------ PASSAGE ------

What notable things happened today?

Some days the heaviness doesn’t come from what’s said—it comes from what keeps happening in silence. The quiet, consistent pressure to shrink myself. To make space for everyone else’s unhealed wounds. To not offend. To not disrupt. To not speak the truth that lives in my chest.
But I can’t do that anymore.
I won’t.
Last night, a moment in my own home—my supposed safe space—spiraled into a reminder that for some people, trauma isn’t something to heal; it’s something to wield. My mum was triggered by a man closing cupboards too loudly. Suddenly, it wasn’t just noise—it was war drums. Her voice changed, her defenses rose, and I became the enemy again. The ungrateful one. The one who doesn’t understand. The one who’s cold.
But I do understand.
I’ve always understood.
That’s the problem.
I know the kind of fear that lives in houses with screaming fathers. I know what it feels like to wish your mum would leave, and then feel guilty when she didn’t. I know how to make myself invisible to keep the peace. How to become emotionally responsible for people who never took responsibility for themselves.
But now? I’m raising a daughter. I’m raising myself.
I told my mum she needs therapy. That trauma doesn’t make her entitled to control other people’s emotions. That not every raised voice is abuse. That not every tension is a reflection of her. She didn’t like that. She said she’d rather live alone than be “abused.” She said I’ll never understand. She said my brother would never “turn on her” like I have.

------ DATA SECTION ------

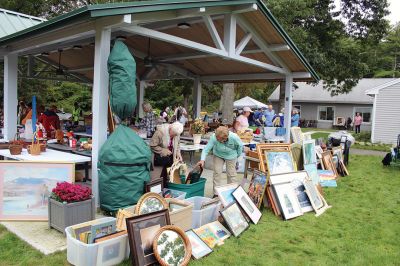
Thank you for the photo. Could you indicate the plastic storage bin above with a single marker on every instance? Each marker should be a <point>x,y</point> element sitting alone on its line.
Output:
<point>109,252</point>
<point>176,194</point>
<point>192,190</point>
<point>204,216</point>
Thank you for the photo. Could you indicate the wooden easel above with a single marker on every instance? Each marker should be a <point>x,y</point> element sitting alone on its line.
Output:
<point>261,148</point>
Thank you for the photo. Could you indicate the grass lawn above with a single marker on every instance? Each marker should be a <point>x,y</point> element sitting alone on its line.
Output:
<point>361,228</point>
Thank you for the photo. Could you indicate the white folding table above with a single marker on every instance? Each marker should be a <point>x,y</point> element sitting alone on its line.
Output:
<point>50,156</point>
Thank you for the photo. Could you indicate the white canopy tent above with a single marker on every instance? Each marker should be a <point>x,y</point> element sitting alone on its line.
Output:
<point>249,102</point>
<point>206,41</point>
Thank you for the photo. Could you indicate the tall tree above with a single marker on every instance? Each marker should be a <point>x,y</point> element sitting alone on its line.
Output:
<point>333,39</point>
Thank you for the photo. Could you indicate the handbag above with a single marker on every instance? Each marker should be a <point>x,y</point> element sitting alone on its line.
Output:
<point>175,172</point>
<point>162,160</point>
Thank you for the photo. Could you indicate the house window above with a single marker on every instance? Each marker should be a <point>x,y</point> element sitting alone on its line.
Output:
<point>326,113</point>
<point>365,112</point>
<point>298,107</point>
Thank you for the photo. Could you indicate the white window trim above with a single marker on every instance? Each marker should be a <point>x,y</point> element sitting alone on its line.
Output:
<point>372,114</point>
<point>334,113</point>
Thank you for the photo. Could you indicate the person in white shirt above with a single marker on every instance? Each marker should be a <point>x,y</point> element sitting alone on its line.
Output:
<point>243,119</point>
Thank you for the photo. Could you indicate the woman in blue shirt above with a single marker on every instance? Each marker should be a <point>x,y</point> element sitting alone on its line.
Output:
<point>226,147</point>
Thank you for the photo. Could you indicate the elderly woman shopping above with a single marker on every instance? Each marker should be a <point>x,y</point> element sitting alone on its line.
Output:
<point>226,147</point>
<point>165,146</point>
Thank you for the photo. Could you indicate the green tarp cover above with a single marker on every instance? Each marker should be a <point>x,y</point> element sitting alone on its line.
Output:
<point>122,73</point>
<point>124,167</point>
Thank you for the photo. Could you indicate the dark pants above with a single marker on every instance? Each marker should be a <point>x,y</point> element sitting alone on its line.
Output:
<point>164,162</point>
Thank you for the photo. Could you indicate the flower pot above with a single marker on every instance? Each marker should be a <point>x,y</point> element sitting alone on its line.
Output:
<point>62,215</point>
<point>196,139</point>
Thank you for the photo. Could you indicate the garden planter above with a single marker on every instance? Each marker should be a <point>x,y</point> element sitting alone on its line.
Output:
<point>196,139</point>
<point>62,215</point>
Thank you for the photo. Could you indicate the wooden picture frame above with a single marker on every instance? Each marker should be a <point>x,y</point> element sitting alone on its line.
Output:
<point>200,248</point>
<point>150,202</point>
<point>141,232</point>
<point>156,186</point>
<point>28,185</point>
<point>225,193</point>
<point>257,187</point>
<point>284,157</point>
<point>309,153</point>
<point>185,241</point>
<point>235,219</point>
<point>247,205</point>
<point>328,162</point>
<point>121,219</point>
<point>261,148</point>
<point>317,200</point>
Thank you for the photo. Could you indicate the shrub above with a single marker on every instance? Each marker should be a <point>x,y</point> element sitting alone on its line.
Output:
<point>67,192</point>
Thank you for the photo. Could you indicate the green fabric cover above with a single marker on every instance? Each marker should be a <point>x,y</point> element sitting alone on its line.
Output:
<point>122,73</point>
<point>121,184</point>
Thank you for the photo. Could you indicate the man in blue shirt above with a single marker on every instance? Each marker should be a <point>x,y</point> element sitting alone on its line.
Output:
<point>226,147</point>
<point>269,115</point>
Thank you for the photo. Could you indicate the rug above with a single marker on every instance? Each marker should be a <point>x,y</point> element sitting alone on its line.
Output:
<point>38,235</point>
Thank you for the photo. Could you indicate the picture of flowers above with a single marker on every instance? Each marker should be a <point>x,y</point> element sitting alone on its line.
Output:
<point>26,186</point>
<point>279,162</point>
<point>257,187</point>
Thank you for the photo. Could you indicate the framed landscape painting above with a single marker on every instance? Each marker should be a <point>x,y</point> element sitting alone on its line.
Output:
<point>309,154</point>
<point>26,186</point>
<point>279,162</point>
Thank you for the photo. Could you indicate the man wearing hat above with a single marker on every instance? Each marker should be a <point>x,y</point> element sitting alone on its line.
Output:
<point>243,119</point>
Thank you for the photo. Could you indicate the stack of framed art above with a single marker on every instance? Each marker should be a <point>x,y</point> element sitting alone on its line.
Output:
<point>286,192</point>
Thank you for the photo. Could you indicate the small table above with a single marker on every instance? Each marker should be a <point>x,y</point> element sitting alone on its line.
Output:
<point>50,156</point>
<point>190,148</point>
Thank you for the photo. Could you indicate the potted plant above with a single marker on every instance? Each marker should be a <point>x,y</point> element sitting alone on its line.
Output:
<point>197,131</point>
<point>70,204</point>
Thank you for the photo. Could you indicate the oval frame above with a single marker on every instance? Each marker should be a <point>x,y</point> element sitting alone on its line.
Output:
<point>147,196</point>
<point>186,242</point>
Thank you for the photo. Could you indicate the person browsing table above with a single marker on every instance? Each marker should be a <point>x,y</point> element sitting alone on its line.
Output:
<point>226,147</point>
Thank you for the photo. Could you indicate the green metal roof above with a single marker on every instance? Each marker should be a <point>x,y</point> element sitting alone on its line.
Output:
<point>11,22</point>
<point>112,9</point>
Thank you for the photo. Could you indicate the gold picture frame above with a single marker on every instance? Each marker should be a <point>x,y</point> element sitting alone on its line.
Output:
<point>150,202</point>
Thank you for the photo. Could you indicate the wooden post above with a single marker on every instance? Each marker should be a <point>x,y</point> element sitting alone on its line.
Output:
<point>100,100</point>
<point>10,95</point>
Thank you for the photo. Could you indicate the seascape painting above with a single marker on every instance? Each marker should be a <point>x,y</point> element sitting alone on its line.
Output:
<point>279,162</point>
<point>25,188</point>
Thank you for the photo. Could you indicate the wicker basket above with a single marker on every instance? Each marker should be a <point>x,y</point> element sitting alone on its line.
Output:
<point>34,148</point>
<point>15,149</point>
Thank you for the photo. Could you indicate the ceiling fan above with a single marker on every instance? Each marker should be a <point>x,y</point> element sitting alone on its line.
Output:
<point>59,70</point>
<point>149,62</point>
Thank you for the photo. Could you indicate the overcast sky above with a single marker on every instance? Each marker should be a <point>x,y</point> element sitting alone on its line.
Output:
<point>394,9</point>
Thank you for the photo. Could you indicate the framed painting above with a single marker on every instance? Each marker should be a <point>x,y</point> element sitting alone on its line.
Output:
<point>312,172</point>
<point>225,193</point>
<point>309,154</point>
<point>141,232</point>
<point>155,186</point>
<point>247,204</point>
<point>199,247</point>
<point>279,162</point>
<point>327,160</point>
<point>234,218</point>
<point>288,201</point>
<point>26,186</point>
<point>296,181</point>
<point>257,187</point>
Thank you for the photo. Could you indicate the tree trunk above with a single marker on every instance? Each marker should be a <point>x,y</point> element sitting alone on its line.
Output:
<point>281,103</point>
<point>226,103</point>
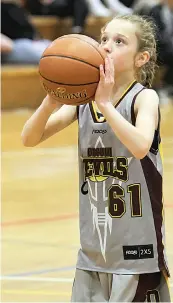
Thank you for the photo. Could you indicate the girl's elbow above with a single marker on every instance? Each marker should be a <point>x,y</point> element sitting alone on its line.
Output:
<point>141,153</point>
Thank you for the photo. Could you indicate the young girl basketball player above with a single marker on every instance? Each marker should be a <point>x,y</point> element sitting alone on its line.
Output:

------

• **TASK ITEM A**
Transcribe the passage about a mother's trauma, starting at "What notable things" and ending at "That’s the problem.".
• **TASK ITEM B**
Pick up the passage about a mother's trauma after its final sentence and keep writing it.

• **ANSWER SECTION A**
What notable things happened today?

Some days the heaviness doesn’t come from what’s said—it comes from what keeps happening in silence. The quiet, consistent pressure to shrink myself. To make space for everyone else’s unhealed wounds. To not offend. To not disrupt. To not speak the truth that lives in my chest.
But I can’t do that anymore.
I won’t.
Last night, a moment in my own home—my supposed safe space—spiraled into a reminder that for some people, trauma isn’t something to heal; it’s something to wield. My mum was triggered by a man closing cupboards too loudly. Suddenly, it wasn’t just noise—it was war drums. Her voice changed, her defenses rose, and I became the enemy again. The ungrateful one. The one who doesn’t understand. The one who’s cold.
But I do understand.
I’ve always understood.
That’s the problem.

• **ANSWER SECTION B**
But I’m not turning.
I’m returning—to myself.
To my voice. To my boundaries. To the version of me that sees things clearly now.
I’m not in therapy for fun. I’m not healing for applause. I’m healing because I want to be a mother who breaks the chain. Who doesn’t teach her child that love means shrinking. Or that safety means silence. Or that protecting someone else’s feelings is more important than protecting your peace.
This is what people don’t talk about when they say “break generational curses.”
They don’t tell you it feels like betrayal.
They don’t tell you it’s lonely.
They don’t tell you the people who hurt you will call you the abuser for refusing to carry their pain.
But I didn’t start this fire—I’m just refusing to burn in it.
So no, I’m not sorry.
I’m not cruel.
I’m not ungrateful.
I’m aware.
And I’m not going back.
Because one day, my daughter will thank me.
Not for being perfect—but for being the one who stopped pretending it wasn’t broken.